**Problems to solve**
A. In the passage on the Boleyn sisters, what did Anne at one point do to Mary?
B. Continue the passage on the Boleyn sisters from its final sentence.

**Quoted passage**
....................

Anne, we have been told, while not as conventionally pretty as her sister, Mary, had attributes all her own. While she was never considered a great beauty, she certainly was considered attractive and desirable. There have always been women who create their own beauty, who are so knowledgeable and skillful at applying their feminine wits and charms, that men find them irresistible. Mary may have been blonde, and pretty. But Anne was a triple threat, vivacious, darling, wildly flirtatious. It is really not too difficult to understand how she eventually eclipsed her own sister, and eventually won the hand of a king in matrimony. Though the story would end badly, very badly, Anne did get Henry to marry her.

10 September 2010

Mary Boleyn: A Shadow Figure



Though Mary is so often seen as a shadow figure, remembered only for her tenure as mistress to King Henry, and as a sister to Anne and George Boleyn, she had a full life independent of the court. In fact, she wasn't exactly able to enjoy the trappings of having relations in high places, given that at one point Anne permanently ejected Mary from court.

Mary certainly did enjoy some number of favors granted and given by the king and from her sister. But Mary's relationship with Anne was changeable and certainly not close. Did this coolness stem from Mary's first having been the love interest of Henry? While her one-time romance with King Henry couldn't have helped her future relationship with Anne, it seems that the divide between the sisters was created by a number of factors. While the Boleyn and Howard clan were impressive, a family who enjoyed prestige, they were also ambitious, jealous, grasping.

Thomas Boleyn was so eager for favor and recognition from the crown, that he was more than willing to pawn his children, his own precious daughters, with seemingly little regard to the personal cost to his children. Of course he could not have known what lay in wait for his children, and perhaps he thought he was ultimately doing well by them in so aggressively pushing his children into the court of King Henry. However, having ever met King Henry would prove disastrous for George and Anne.

....................

**Data provided**
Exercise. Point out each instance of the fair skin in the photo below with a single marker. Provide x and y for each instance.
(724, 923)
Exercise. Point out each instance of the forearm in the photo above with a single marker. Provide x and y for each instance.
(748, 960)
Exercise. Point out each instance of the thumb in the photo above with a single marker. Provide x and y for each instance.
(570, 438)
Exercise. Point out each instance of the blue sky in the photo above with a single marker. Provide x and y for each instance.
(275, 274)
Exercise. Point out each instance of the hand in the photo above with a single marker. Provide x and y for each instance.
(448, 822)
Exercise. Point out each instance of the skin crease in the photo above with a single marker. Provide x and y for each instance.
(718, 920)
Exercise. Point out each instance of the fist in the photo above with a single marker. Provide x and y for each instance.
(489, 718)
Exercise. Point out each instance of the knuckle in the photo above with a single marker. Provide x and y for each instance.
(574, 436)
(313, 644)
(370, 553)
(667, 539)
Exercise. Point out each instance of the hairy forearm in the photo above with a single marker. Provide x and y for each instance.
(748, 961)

....................

**Results of the exercise**
A. She permanently ejected Mary from court.

B.
08 September 2010

Mary and Anne Boleyn: As Sisters



The exact sort of relationship experienced between Mary and Anne Boleyn is not easy to determine. Little information exists about the life of the two sisters as children, and their relationship as sisters is even more elusive. As I've mentioned, some historians do not agree on which sister was older, though it is generally believed that Mary was the eldest.

Various depictions of Mary Boleyn seem to paint her as a passing fancy, a quick meaningless fling in the life of King Henry. This was hardly the case, as she was Henry's official mistress for some period of time. During this time, and for the most part had always been so, the Boleyn sisters were not particularly close. They bore little resemblance one to the other physically, and were even less alike in temperament. Mary and Anne wanted different things in life, and would take entirely different paths to their own ends.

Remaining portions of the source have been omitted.